--- Short exercise 1 ---
According to the MSDTC troubleshooting article, what does the acronym MSDTC stand for?

** begin Reading passage **

Save Our Souls – Troubleshooting MSDTC

Although a lot of folks would rather forget about MSDTC existence this is one of those pesky, but vital Windows components that has been with us for a long time (since my days of heavy COM development) and will stay with us for longer time, although probably with minimal or no Microsoft investment.
MSDTC is an acronym for Microsoft Distributed Transaction Coordinator. As the name says, MSDTC is a Windows service providing transaction infrastructure for distributed systems. In this case, a transaction means a general way of structuring the interactions between autonomous agents in a distributed system. Each transaction is a state transformation with four key properties – the ACID properties: Atomic (all or nothing), Consistent (legal), Isolated (independent of concurrent transactions) and Durable (once it happens, it cannot be abrogated). There are different techniques that implement the ACID properties but the most known one is two-phase commit. So if you are like my customers using distributed transactions with SQL Server whether its from .NET, legacy code or Java most likely you are using MSDTC on Windows.  I don’t want to go deeper into DTC, but Denny Cherry has a little general snippet on it – http://itknowledgeexchange.techtarget.com/sql-server/what-exactly-is-msdtc-any-when-do-i-need-it/ , plus there is TechNet docs – https://technet.microsoft.com/en-us/library/dd337629(v=ws.10).aspx

For the most part DTC is a “black box” for DBAs and developers. But once in a while you get a situation where you start seeing issues or errors (most common are “Failure to Enlist in Transaction”) that require you to do a bit of troubleshooting.

** end Reading passage **
** begin Input data **

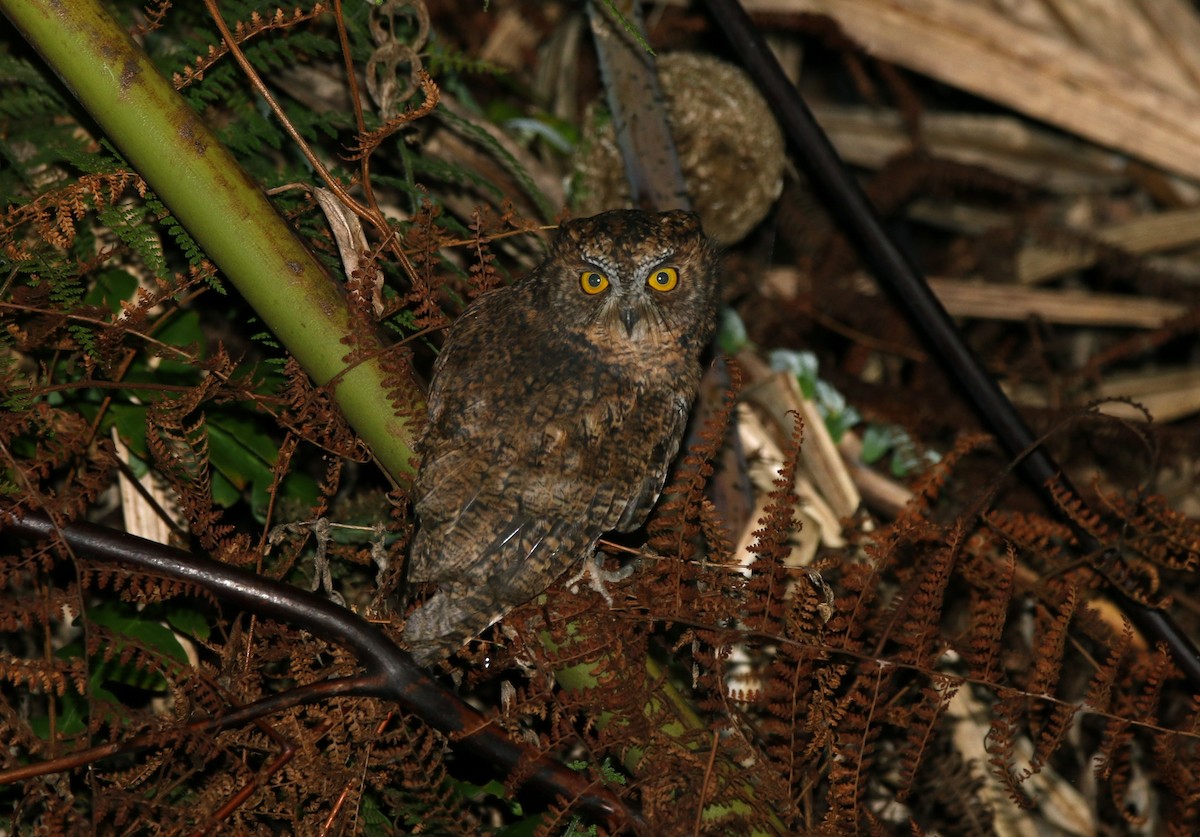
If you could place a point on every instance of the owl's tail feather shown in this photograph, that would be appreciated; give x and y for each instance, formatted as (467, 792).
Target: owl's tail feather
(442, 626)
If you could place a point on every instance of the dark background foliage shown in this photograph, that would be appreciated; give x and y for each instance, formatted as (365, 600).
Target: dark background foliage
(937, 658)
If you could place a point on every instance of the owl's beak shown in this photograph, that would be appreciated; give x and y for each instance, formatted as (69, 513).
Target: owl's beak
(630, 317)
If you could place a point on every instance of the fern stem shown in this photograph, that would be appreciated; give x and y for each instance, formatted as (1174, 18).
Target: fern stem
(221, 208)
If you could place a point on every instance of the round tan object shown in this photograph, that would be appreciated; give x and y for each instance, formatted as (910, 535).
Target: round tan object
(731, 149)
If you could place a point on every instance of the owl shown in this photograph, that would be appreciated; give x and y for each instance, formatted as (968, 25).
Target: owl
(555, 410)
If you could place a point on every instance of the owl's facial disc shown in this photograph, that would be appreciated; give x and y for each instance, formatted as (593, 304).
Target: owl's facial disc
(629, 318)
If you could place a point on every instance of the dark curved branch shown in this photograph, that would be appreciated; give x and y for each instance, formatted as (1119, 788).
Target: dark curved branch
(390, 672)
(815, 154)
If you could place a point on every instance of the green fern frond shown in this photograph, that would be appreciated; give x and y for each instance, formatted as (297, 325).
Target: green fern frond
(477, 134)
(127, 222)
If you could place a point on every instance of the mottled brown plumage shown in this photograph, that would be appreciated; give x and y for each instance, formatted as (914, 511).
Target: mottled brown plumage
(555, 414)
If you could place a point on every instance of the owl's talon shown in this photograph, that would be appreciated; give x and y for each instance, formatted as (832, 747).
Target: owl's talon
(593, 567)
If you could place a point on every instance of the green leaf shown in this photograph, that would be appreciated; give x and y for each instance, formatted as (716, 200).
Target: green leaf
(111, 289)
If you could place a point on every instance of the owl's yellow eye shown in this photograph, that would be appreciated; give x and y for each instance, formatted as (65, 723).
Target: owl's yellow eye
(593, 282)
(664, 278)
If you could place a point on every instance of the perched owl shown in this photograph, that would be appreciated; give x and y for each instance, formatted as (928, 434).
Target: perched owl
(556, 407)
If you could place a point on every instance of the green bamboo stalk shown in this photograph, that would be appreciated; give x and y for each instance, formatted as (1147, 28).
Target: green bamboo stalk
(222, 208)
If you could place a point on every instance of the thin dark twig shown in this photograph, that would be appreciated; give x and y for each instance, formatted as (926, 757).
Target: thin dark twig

** end Input data **

--- Short exercise 2 ---
Copy out the records word for word, starting at the line that contains "as (297, 325)." and ending with the final line of the records.

--- Output 1 ---
Microsoft Distributed Transaction Coordinator

--- Output 2 ---
If you could place a point on every instance of the green fern frond shown in this photograph, that would be appreciated; give x and y for each instance, formatted as (297, 325).
Target: green fern frond
(477, 134)
(127, 222)
If you could place a point on every instance of the mottled brown plumage shown in this photograph, that would be appreciated; give x and y for each instance, formatted as (914, 511).
Target: mottled brown plumage
(555, 414)
If you could place a point on every instance of the owl's talon shown in this photograph, that would be appreciated; give x and y for each instance, formatted as (832, 747).
Target: owl's talon
(593, 567)
If you could place a point on every instance of the green leaf shown in this photograph, that would be appreciated; give x and y for each instance, formatted as (716, 200).
Target: green leaf
(111, 289)
If you could place a point on every instance of the owl's yellow eye shown in this photograph, that would be appreciated; give x and y for each instance, formatted as (65, 723).
Target: owl's yellow eye
(593, 282)
(664, 278)
If you could place a point on every instance of the perched owl shown in this photograph, that would be appreciated; give x and y for each instance, formatted as (928, 434).
Target: perched owl
(556, 407)
If you could place a point on every instance of the green bamboo stalk shown in this photograph, that would be appreciated; give x and y for each instance, formatted as (1147, 28).
Target: green bamboo stalk
(222, 208)
If you could place a point on every instance of the thin dark twig shown in this photograph, that would be appreciated; give x and y for each instance, formatted as (926, 757).
Target: thin dark twig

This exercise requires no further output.